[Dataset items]

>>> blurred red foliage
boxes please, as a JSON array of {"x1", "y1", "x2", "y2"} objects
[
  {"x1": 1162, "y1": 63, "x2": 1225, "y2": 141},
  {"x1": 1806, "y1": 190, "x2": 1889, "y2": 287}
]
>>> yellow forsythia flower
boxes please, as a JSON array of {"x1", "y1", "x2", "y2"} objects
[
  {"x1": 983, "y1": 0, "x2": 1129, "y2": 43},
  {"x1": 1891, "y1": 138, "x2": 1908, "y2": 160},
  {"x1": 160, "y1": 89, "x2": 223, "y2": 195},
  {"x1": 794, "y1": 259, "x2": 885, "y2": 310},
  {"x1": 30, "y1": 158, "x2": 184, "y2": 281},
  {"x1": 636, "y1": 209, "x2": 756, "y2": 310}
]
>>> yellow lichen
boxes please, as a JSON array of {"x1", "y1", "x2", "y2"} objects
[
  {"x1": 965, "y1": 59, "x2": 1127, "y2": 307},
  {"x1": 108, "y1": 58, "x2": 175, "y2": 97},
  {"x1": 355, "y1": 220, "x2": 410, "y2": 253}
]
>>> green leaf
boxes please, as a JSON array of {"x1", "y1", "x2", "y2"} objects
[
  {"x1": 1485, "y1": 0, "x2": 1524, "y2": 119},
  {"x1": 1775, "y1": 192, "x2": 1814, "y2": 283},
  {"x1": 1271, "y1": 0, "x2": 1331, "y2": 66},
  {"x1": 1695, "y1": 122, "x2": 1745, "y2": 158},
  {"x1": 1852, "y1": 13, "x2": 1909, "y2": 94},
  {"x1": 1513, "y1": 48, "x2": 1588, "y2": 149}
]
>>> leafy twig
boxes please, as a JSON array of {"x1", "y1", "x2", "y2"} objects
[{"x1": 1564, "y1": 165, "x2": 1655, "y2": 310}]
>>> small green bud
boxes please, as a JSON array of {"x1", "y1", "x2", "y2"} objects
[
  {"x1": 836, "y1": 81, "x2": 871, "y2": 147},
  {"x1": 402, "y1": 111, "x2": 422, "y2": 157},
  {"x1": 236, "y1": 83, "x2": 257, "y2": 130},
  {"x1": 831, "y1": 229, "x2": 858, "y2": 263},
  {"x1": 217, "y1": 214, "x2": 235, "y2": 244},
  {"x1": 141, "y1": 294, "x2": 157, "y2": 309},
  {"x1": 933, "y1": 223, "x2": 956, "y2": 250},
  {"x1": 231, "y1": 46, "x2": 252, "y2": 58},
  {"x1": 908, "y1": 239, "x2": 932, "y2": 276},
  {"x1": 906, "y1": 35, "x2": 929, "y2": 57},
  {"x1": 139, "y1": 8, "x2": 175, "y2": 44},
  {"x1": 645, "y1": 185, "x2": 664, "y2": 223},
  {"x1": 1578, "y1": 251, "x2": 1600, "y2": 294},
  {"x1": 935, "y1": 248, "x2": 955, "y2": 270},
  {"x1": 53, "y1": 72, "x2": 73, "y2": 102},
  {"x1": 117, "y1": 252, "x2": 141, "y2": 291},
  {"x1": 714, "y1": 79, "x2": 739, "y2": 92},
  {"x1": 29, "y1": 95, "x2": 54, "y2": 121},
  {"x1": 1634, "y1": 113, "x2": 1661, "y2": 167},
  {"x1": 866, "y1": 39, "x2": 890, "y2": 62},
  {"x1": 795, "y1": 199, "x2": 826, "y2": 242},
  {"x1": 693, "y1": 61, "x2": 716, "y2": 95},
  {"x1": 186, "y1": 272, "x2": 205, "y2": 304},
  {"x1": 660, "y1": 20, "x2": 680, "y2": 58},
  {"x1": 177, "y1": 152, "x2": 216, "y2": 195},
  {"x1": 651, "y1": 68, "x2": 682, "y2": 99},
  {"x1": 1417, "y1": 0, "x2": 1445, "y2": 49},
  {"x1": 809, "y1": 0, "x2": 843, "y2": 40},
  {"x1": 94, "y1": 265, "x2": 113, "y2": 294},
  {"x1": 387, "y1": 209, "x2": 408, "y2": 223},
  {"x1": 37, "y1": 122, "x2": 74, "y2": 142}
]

BRIEF –
Every line of the data above belongs in the answer, unchanged.

ANSWER –
>>> blurred red foliage
boxes please, as a JSON array of {"x1", "y1", "x2", "y2"} objects
[
  {"x1": 1162, "y1": 63, "x2": 1225, "y2": 141},
  {"x1": 1806, "y1": 190, "x2": 1889, "y2": 287}
]
>>> yellow forsythia flower
boxes please, as a JSON array of {"x1", "y1", "x2", "y2"} objects
[
  {"x1": 983, "y1": 0, "x2": 1129, "y2": 43},
  {"x1": 1891, "y1": 138, "x2": 1908, "y2": 160},
  {"x1": 160, "y1": 89, "x2": 223, "y2": 195},
  {"x1": 794, "y1": 259, "x2": 885, "y2": 310},
  {"x1": 30, "y1": 158, "x2": 184, "y2": 281},
  {"x1": 636, "y1": 209, "x2": 756, "y2": 310}
]
>>> yellow lichen
boxes please, as a JSON array of {"x1", "y1", "x2", "y2"} objects
[
  {"x1": 965, "y1": 59, "x2": 1127, "y2": 307},
  {"x1": 108, "y1": 58, "x2": 175, "y2": 97},
  {"x1": 355, "y1": 220, "x2": 410, "y2": 253}
]
>>> green leaf
boxes please, as a JSON array of {"x1", "y1", "x2", "y2"} objects
[
  {"x1": 1485, "y1": 0, "x2": 1524, "y2": 119},
  {"x1": 1775, "y1": 192, "x2": 1814, "y2": 283},
  {"x1": 1271, "y1": 0, "x2": 1331, "y2": 66},
  {"x1": 1695, "y1": 122, "x2": 1745, "y2": 158},
  {"x1": 1852, "y1": 13, "x2": 1909, "y2": 94},
  {"x1": 1513, "y1": 48, "x2": 1588, "y2": 149}
]
>>> leafy twig
boxes please, as a JSON array of {"x1", "y1", "x2", "y2"} objects
[{"x1": 1564, "y1": 165, "x2": 1655, "y2": 310}]
>>> small green bud
boxes please, as a JSON array of {"x1", "y1", "x2", "y2"} objects
[
  {"x1": 836, "y1": 81, "x2": 871, "y2": 147},
  {"x1": 402, "y1": 111, "x2": 422, "y2": 157},
  {"x1": 236, "y1": 83, "x2": 257, "y2": 130},
  {"x1": 831, "y1": 229, "x2": 858, "y2": 263},
  {"x1": 217, "y1": 214, "x2": 235, "y2": 244},
  {"x1": 141, "y1": 294, "x2": 157, "y2": 309},
  {"x1": 933, "y1": 223, "x2": 956, "y2": 250},
  {"x1": 231, "y1": 46, "x2": 252, "y2": 58},
  {"x1": 908, "y1": 239, "x2": 932, "y2": 276},
  {"x1": 906, "y1": 35, "x2": 929, "y2": 57},
  {"x1": 139, "y1": 8, "x2": 175, "y2": 44},
  {"x1": 645, "y1": 185, "x2": 664, "y2": 223},
  {"x1": 1578, "y1": 251, "x2": 1600, "y2": 294},
  {"x1": 935, "y1": 248, "x2": 955, "y2": 270},
  {"x1": 53, "y1": 72, "x2": 73, "y2": 102},
  {"x1": 117, "y1": 252, "x2": 141, "y2": 291},
  {"x1": 714, "y1": 79, "x2": 739, "y2": 92},
  {"x1": 29, "y1": 95, "x2": 54, "y2": 121},
  {"x1": 1634, "y1": 113, "x2": 1661, "y2": 167},
  {"x1": 866, "y1": 39, "x2": 890, "y2": 62},
  {"x1": 795, "y1": 199, "x2": 826, "y2": 242},
  {"x1": 693, "y1": 61, "x2": 716, "y2": 95},
  {"x1": 186, "y1": 272, "x2": 205, "y2": 304},
  {"x1": 660, "y1": 20, "x2": 680, "y2": 58},
  {"x1": 177, "y1": 152, "x2": 216, "y2": 195},
  {"x1": 651, "y1": 68, "x2": 682, "y2": 99},
  {"x1": 1417, "y1": 0, "x2": 1445, "y2": 49},
  {"x1": 809, "y1": 0, "x2": 843, "y2": 40},
  {"x1": 94, "y1": 265, "x2": 113, "y2": 294},
  {"x1": 387, "y1": 209, "x2": 408, "y2": 223},
  {"x1": 37, "y1": 122, "x2": 74, "y2": 142}
]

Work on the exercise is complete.